__What you need to do__.
Pull out each line in the rows below that contains the word "Target", and list those lines one per line with no changes.

__Supplied data__.
______________________________
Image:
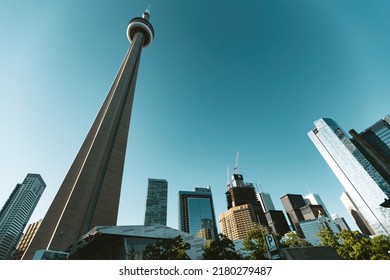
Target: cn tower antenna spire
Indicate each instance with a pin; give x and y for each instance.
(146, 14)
______________________________
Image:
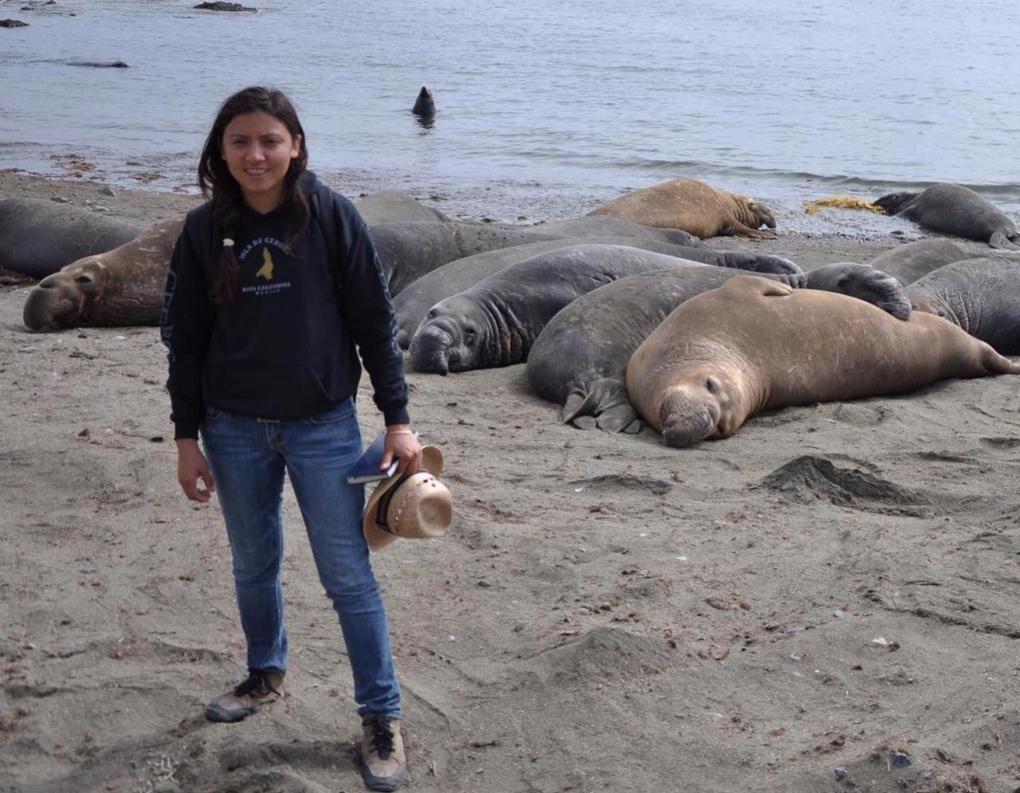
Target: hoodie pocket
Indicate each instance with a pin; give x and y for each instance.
______________________________
__Reply__.
Target: cn tower antenna spire
Target: hoodie pocket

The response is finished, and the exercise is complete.